Top of READING TEXT
I think the narrative that is appropriate is that the antitrust action against Microsoft, while it didn’t end up breaking it up, actually worked. Microsoft has largely behaved itself since. It no longer aggressively bundles or bullies OEMs into exclusives. What is more, in its more competitive segments, it is actually a strong consumer performer. Think about video games, for one. And it is improving in its traditional monopoly areas too where it is forced to compete on products rather than with heavy handed contracting.

Lets hold aside the issue, for a moment, of whether Microsoft is as much of an antitrust enforcement success as Gans’ characterization suggests.  There remains significant debate on this issue, but I don’t want to re-hash that here, and do not need for the purposes of this post. There is also a lot of normative judgment in Gans’ post, e.g. “no longer aggressively bundles or bullies,” could be a good or bad thing from a consumer welfare perspective depending on whether the bundling or exclusive dealing with OEMs or IAPs provided consumer benefits.  But it is at least worth noting that the possibility that Microsoft has been chilled from plausibly pro-competitive conduct ought to be recognized.  But that is not the point.

The real question is what, if anything, Microsoft’s involvement tells us about how an economist should think about modern antitrust enforcement actions against Google?

Here is Gans’ answer:

Google’s new narrative in these actions is that this is a dynamic industry and they face lots of competition and potential competition — just look to Microsoft’s example! But if the correct story is that Microsoft faced real competition only because antitrust action tied its hands on anticompetitive acts, then Google’s line is incorrect and, what is worse, may lead to bad policy outcomes. Think to Google’s recent acquisitions in search in Japan that took it from a 70:30 duopoly to monopoly. This is not what we want.

In this regard, I can think of no better advocate for this narrative than Microsoft. Who better to tell the world that antitrust policy in high tech environments actually works. Yes, they are interested but it is not an argument against antitrust action to simply point to Microsoft involvement.

This answer did not move me from my initial skepticism.  At least, not in the direction of less skepticism.  There are some odd assumptions being made here.  First, I’m tempted to ask about who we know that a 70:30 market structure is “not what we want”?  Second, who is this “we” anyway?  Perhaps it is consumers.  Its unclear.  But it sounds essentially like a classic structure-conduct-performance argument.  The problems with such arguments in high-tech markets with rapid technological change (and even in more stable “brick and mortar” settings) are well known.  Is there any evidence that Google’s recent transactions in Japan generated consumer harms?  Did it generate benefits?  If it didn’t harm consumers — what is the problem?

From an economic perspective, assuming that Microsoft’s underlying conduct was clearly anticompetitive, that the costs of enforcement are less than the benefits created for consumers, and that anything around a 70-30 market share structure in search harms competition and reduces consumer welfare assumes away all of the interesting economic questions in order to reach a policy conclusion: Microsoft’s involvement tells us to favor antitrust enforcement against Google — or at the very least, is neutral.
Bottom of READING TEXT
Top of INFORMATION SUPPLIED
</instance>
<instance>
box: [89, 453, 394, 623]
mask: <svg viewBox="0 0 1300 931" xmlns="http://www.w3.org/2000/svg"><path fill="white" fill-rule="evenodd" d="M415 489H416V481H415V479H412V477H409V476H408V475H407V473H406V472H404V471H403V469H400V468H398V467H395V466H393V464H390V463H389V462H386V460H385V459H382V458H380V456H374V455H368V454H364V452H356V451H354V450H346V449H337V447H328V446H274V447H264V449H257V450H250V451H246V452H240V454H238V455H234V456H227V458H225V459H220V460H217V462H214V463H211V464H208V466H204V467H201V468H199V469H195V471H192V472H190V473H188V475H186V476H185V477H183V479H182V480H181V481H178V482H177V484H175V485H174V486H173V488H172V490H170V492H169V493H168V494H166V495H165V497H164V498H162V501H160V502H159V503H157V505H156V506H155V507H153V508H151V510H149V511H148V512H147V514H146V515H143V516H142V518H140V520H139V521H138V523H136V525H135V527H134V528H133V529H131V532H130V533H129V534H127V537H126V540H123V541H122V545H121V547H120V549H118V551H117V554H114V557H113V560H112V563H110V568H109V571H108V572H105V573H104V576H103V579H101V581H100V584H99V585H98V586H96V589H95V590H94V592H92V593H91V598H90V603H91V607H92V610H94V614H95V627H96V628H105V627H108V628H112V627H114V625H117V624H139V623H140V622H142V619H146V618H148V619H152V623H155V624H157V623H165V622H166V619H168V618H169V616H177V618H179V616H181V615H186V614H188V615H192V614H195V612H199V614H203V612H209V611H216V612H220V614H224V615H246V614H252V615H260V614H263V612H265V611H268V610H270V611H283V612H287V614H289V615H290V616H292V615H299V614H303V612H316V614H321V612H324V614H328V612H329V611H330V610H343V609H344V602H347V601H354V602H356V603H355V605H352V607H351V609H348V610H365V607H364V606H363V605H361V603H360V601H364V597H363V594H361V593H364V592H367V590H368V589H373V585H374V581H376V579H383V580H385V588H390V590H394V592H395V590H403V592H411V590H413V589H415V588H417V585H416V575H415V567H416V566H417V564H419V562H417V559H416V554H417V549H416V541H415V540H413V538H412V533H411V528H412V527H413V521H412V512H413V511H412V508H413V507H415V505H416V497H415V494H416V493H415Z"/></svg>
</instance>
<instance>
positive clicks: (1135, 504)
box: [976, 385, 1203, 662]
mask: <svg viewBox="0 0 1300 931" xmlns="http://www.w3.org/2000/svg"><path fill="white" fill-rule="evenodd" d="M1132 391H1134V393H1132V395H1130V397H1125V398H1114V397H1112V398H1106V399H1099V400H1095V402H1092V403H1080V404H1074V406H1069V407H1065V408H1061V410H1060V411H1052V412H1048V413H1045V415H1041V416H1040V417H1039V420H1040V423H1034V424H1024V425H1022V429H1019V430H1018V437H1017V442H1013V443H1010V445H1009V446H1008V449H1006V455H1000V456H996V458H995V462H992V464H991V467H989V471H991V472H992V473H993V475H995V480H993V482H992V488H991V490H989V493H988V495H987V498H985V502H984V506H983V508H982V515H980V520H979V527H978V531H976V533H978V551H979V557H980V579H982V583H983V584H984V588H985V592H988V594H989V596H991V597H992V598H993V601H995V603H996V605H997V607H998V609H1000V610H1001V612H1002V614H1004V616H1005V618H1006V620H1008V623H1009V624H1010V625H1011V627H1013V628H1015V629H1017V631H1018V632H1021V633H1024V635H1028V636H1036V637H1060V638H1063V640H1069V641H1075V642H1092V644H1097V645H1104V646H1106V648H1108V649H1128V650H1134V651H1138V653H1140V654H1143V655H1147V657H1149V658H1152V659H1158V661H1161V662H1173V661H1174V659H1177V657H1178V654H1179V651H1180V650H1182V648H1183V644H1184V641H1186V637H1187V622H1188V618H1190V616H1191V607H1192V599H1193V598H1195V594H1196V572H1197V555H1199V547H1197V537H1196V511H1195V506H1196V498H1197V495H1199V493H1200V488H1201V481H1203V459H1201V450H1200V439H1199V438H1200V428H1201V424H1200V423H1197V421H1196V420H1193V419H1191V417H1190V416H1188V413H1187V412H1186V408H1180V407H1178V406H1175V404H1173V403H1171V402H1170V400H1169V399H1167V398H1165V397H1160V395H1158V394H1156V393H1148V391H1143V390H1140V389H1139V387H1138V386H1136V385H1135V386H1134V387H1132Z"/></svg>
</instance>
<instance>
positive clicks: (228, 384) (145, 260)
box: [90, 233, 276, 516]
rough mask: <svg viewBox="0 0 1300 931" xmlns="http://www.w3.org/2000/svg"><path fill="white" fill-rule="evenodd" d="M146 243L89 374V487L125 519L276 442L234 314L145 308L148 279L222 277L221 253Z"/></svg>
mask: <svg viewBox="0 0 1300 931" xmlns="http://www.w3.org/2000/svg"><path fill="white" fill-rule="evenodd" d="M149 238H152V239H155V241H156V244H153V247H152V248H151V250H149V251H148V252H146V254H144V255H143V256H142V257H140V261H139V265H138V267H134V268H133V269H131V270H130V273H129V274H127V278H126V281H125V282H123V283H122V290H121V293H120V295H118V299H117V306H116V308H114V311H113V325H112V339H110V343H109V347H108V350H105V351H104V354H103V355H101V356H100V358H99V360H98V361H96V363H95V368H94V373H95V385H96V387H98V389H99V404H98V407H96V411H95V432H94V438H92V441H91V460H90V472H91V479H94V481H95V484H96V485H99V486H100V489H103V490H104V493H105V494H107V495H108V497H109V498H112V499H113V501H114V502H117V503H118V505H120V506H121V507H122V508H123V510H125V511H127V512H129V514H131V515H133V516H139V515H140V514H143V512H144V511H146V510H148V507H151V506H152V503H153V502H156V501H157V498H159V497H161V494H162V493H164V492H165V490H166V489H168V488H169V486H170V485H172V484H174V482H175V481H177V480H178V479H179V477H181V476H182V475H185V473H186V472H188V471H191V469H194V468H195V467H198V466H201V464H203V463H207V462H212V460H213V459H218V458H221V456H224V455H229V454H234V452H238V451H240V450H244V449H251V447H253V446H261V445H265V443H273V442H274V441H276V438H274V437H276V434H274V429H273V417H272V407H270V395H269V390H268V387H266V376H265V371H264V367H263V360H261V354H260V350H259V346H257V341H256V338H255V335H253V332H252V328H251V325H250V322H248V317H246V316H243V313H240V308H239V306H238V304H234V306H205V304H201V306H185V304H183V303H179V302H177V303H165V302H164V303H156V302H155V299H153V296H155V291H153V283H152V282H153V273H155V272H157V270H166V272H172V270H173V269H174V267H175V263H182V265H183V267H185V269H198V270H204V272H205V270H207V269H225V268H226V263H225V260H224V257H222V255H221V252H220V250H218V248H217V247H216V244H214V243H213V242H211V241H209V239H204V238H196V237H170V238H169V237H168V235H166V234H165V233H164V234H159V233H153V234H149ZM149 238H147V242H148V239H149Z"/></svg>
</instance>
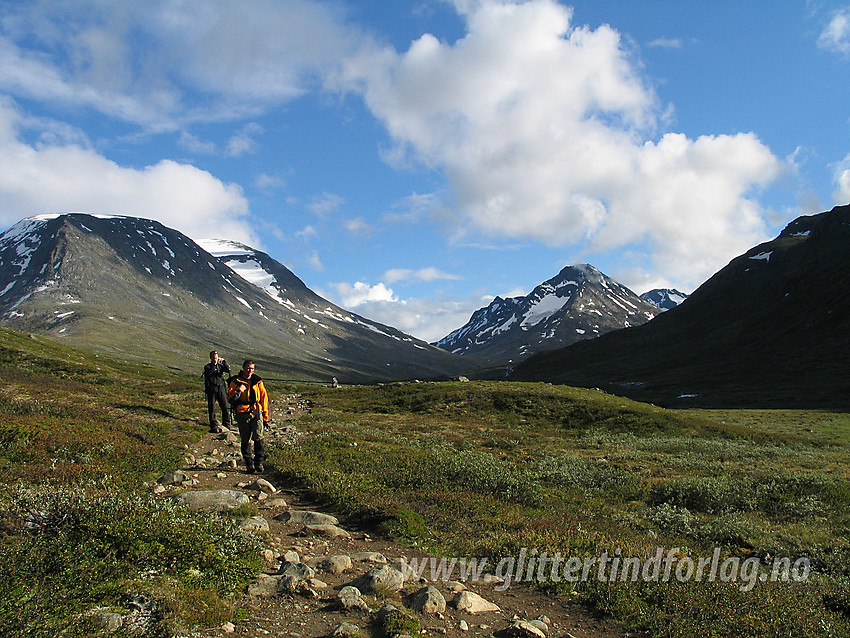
Bottom of INFORMATION SUPPLIED
▶ CHECK YOUR UNDERSTANDING:
- A) Return the part of the antitrust post starting at "Lets hold aside" and ending at "actions against Google?".
- B) Answer these questions from the antitrust post:
(i) According to Gans, what market structures did Google's recent acquisitions in search in Japan take it from and to?
(ii) What kind of argument does the writer say Gans' answer sounds essentially like?
(iii) Which competitive segment does Gans name as an example of Microsoft being a strong consumer performer?
- C) Rewrite the antitrust post's paragraph beginning "From an economic perspective" as a short list that keeps its main points.

▶ RESULTS:
- A)
Lets hold aside the issue, for a moment, of whether Microsoft is as much of an antitrust enforcement success as Gans’ characterization suggests.  There remains significant debate on this issue, but I don’t want to re-hash that here, and do not need for the purposes of this post. There is also a lot of normative judgment in Gans’ post, e.g. “no longer aggressively bundles or bullies,” could be a good or bad thing from a consumer welfare perspective depending on whether the bundling or exclusive dealing with OEMs or IAPs provided consumer benefits.  But it is at least worth noting that the possibility that Microsoft has been chilled from plausibly pro-competitive conduct ought to be recognized.  But that is not the point.

The real question is what, if anything, Microsoft’s involvement tells us about how an economist should think about modern antitrust enforcement actions against Google?

- B)
(i) From a 70:30 duopoly to monopoly.
(ii) A classic structure-conduct-performance argument.
(iii) Video games.

- C)
- Three assumptions are at issue:
  - Microsoft's underlying conduct was clearly anticompetitive.
  - The costs of enforcement are less than the benefits created for consumers.
  - A market share structure of around 70-30 in search harms competition and reduces consumer welfare.
- Making these assumptions sets aside all of the interesting economic questions.
- This is done to reach a policy conclusion: Microsoft's involvement tells us to favor antitrust enforcement against Google, or is at least neutral.